AIM OF THE EXERCISE. Rewrite every line of the records below as one numbered list, leaving out any blank lines.

MATERIAL.
□ □ □ □

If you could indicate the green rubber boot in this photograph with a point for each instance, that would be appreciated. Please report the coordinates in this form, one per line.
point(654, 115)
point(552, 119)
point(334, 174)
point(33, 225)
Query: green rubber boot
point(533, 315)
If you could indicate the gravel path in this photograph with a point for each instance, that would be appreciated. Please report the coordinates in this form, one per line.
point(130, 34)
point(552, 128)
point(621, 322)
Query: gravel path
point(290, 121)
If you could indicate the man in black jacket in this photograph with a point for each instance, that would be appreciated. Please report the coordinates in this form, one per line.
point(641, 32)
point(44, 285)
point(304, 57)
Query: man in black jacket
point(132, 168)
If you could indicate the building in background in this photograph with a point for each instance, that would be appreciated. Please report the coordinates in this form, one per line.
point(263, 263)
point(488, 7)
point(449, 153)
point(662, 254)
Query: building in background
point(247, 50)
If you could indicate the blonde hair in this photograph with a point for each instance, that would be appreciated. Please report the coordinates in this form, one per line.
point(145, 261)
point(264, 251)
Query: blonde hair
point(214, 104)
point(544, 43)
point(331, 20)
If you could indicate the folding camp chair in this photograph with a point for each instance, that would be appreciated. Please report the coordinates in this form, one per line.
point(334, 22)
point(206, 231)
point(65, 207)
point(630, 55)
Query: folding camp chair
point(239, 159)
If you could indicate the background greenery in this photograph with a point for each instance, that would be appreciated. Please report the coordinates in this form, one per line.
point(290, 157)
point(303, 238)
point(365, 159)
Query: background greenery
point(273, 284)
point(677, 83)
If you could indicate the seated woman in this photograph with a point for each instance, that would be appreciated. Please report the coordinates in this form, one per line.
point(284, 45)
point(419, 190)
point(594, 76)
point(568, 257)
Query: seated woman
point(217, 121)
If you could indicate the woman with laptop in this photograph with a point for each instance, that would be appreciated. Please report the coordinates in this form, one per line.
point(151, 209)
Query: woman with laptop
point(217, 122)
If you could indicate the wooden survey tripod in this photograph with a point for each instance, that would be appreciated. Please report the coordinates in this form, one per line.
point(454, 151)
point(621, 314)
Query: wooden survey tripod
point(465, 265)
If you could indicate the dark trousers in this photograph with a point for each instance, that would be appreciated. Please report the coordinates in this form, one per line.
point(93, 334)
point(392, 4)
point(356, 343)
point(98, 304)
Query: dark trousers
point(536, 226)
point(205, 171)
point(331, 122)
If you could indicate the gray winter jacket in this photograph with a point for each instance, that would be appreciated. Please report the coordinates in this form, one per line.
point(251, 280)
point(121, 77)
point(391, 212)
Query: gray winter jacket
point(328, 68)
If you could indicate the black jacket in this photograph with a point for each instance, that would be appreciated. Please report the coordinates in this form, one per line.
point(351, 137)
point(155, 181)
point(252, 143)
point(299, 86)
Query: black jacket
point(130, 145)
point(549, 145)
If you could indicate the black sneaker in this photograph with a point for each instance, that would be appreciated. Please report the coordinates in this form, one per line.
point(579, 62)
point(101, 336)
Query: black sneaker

□ □ □ □

EXERCISE ANSWER.
1. If you could indicate the green rubber boot in this photograph with a point for each instance, that would be appreciated. Please report the coordinates in this form, one per line.
2. point(654, 115)
3. point(552, 119)
4. point(334, 174)
5. point(33, 225)
6. Query: green rubber boot
7. point(533, 315)
8. If you could indicate the gravel path in this photograph with a point for each instance, that would be appreciated. Please report the coordinates in this form, one per line.
9. point(130, 34)
10. point(552, 128)
11. point(621, 322)
12. Query: gravel path
13. point(290, 121)
14. If you could indicate the man in black jacket in this photograph with a point for each instance, that would be appreciated. Please report the coordinates in this form, one per line.
15. point(641, 32)
16. point(44, 285)
17. point(304, 57)
18. Query: man in black jacket
19. point(132, 168)
20. If you could indicate the building in background in this photograph with a point for each instance, that would be appreciated. Please report the coordinates in this form, one per line.
21. point(263, 263)
22. point(488, 7)
23. point(449, 153)
24. point(662, 254)
25. Query: building in background
26. point(247, 50)
27. If you could indicate the blonde hair in this photograph with a point for each instance, that would be appreciated. Please report the coordinates in this form, one per line.
28. point(145, 261)
29. point(264, 251)
30. Query: blonde hair
31. point(214, 104)
32. point(544, 43)
33. point(331, 20)
34. If you could indicate the folding camp chair in this photograph with a point for each instance, that would be appreciated. Please report the coordinates in this form, one per line.
35. point(334, 22)
36. point(206, 231)
37. point(65, 207)
38. point(630, 55)
39. Query: folding camp chair
40. point(239, 159)
41. If you could indicate the background greenery in this photograph with a point for each instance, that would be appreciated. Please report the coordinates in this form, one per line.
42. point(290, 157)
43. point(303, 238)
44. point(365, 159)
45. Query: background greenery
46. point(273, 284)
47. point(677, 83)
48. If you could indicate the seated woman in this photograph with a point for each instance, that would be appreciated. Please report the coordinates in this form, one per line.
49. point(284, 45)
50. point(419, 190)
51. point(594, 76)
52. point(568, 257)
53. Query: seated woman
54. point(217, 121)
55. If you could indicate the woman with laptop in this photograph with a point for each instance, that would be appreciated. Please report the coordinates in this form, one per line.
56. point(151, 209)
57. Query: woman with laptop
58. point(217, 122)
59. If you could indicate the wooden survey tripod in this photograph with a point for each instance, that would be appreciated. Please report the coordinates in this form, one per line.
60. point(454, 151)
61. point(621, 314)
62. Query: wooden survey tripod
63. point(465, 265)
64. If you could indicate the dark trousers in this photograph with a point for each instance, that would be appreciated. Please report the coordinates in this form, one per line.
65. point(93, 334)
66. point(392, 4)
67. point(356, 343)
68. point(98, 304)
69. Query: dark trousers
70. point(536, 226)
71. point(205, 171)
72. point(331, 122)
73. If you could indicate the gray winter jacket in this photograph with a point for each instance, that would be appreciated. Please report the coordinates in this form, one per line.
74. point(251, 280)
75. point(121, 77)
76. point(391, 212)
77. Query: gray winter jacket
78. point(328, 68)
79. If you could indicate the black jacket in this photograph with a point for each instance, that would be appreciated. Please report the coordinates in this form, one per line.
80. point(351, 137)
81. point(155, 181)
82. point(252, 143)
83. point(299, 86)
84. Query: black jacket
85. point(130, 145)
86. point(549, 145)
87. If you could indicate the black sneaker in this photograph with a point for each instance, that would be appreciated. Please report the coordinates in this form, one per line.
88. point(579, 62)
89. point(101, 336)
90. Query: black sneaker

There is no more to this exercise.